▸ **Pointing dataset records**

## START

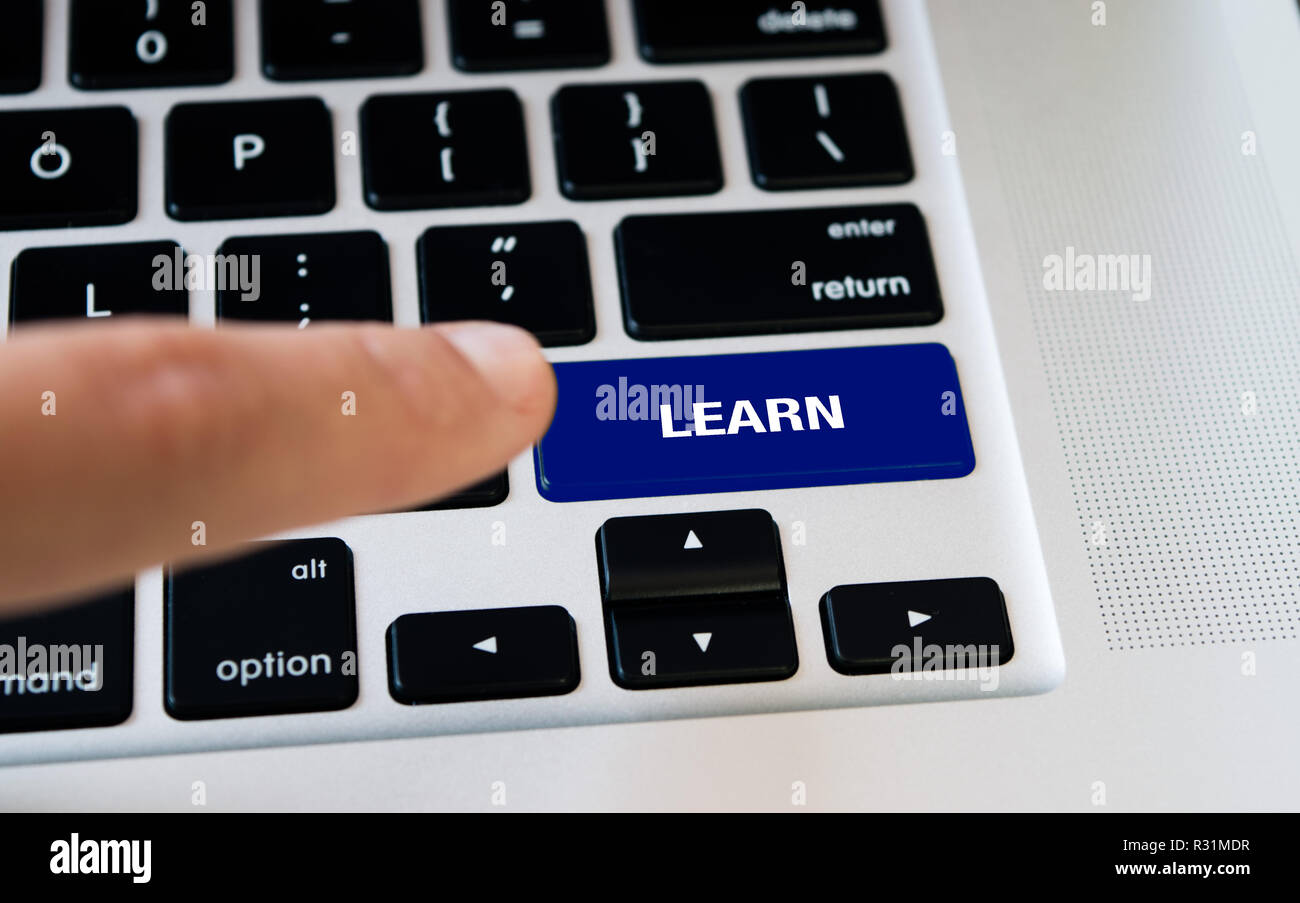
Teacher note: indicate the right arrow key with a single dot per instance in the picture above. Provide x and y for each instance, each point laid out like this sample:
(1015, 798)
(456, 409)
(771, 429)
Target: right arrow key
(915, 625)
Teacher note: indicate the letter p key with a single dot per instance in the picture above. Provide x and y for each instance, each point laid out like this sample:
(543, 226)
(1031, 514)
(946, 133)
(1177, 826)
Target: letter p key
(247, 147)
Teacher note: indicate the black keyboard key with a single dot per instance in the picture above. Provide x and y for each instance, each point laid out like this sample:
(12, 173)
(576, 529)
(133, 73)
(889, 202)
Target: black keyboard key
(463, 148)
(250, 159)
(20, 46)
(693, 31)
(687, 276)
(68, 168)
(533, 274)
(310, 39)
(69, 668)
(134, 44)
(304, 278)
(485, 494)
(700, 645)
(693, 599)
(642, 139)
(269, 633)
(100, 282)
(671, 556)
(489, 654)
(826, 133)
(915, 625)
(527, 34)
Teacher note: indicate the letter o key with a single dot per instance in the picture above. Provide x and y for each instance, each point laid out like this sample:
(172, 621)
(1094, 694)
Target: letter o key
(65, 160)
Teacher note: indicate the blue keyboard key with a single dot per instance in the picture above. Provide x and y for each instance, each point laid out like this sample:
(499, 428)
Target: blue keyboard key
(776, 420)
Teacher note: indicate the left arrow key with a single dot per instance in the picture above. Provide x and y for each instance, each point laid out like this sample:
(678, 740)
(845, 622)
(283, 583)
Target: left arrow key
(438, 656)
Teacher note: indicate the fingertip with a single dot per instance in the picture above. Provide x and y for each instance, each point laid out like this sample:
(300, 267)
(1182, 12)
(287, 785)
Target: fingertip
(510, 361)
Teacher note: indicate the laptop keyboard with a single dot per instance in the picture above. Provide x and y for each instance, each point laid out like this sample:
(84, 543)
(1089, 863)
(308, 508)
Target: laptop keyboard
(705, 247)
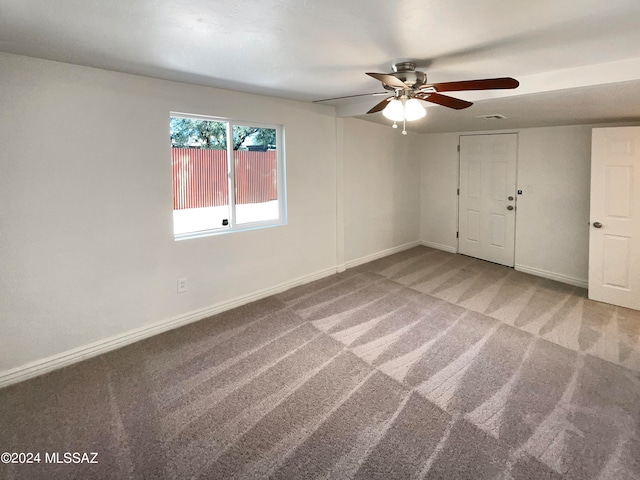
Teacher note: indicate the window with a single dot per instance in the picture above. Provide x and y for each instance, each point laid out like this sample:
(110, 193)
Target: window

## END

Pictures in the records should not appear in your copy, but everything else must be transcribed exactly.

Teacher note: indicate the right arrow key with a single dot per instance in the picture above. Provide x and y for each instance, each point laid out like this sample:
(1015, 798)
(456, 409)
(771, 429)
Target: right arrow key
(915, 625)
Teacher note: indicate the letter p key with a single dot per instance in the picture above. Provide x and y for each instance, each point laid out like this sample:
(543, 226)
(1031, 514)
(946, 133)
(1177, 826)
Target: letter p key
(247, 147)
Teacher note: indicate the black keyboard key with a single dot per instance in the picture above. Provide x and y for each instance, each point laid out like this sample:
(12, 173)
(576, 529)
(133, 73)
(889, 202)
Target: black keyboard key
(463, 148)
(250, 159)
(20, 46)
(693, 31)
(687, 276)
(68, 168)
(533, 274)
(310, 39)
(69, 668)
(134, 44)
(304, 278)
(485, 494)
(700, 645)
(693, 599)
(642, 139)
(269, 633)
(100, 282)
(671, 556)
(489, 654)
(826, 133)
(915, 625)
(527, 34)
Teacher note: indicate the letter o key with a single dot per instance in the picture above. Provide x and y for each instance, each point laid out like this sample:
(172, 621)
(1094, 694)
Target: letter o key
(65, 160)
Teacher note: indicate the blue keyboard key with a single dot per instance in the picture above. Provide x and y for each instance, each point laid out like this sample:
(499, 428)
Target: blue keyboard key
(776, 420)
Teacher note: indicate the left arrow key with a single dot per instance in the picture above. Provide x and y for each instance, each point laid out like this sample:
(678, 740)
(845, 622)
(283, 583)
Target: left arrow key
(438, 656)
Teacher note: indicate the fingertip with a single dot per instance in the picture above. Provide x and y for each instance, each point laid out like this sample:
(300, 267)
(1182, 12)
(287, 785)
Target: fingertip
(510, 361)
Teacher note: indicate the laptop keyboard with a single dot per instance in the picture above. Provide x and y for each instance, each point laid out like this sample:
(84, 543)
(1089, 863)
(308, 508)
Target: laptop keyboard
(705, 247)
Teacher note: indicate the window with a single dot per instance in the picture above. Provide x and y for each instance, each point laid out like this sample:
(110, 193)
Target: window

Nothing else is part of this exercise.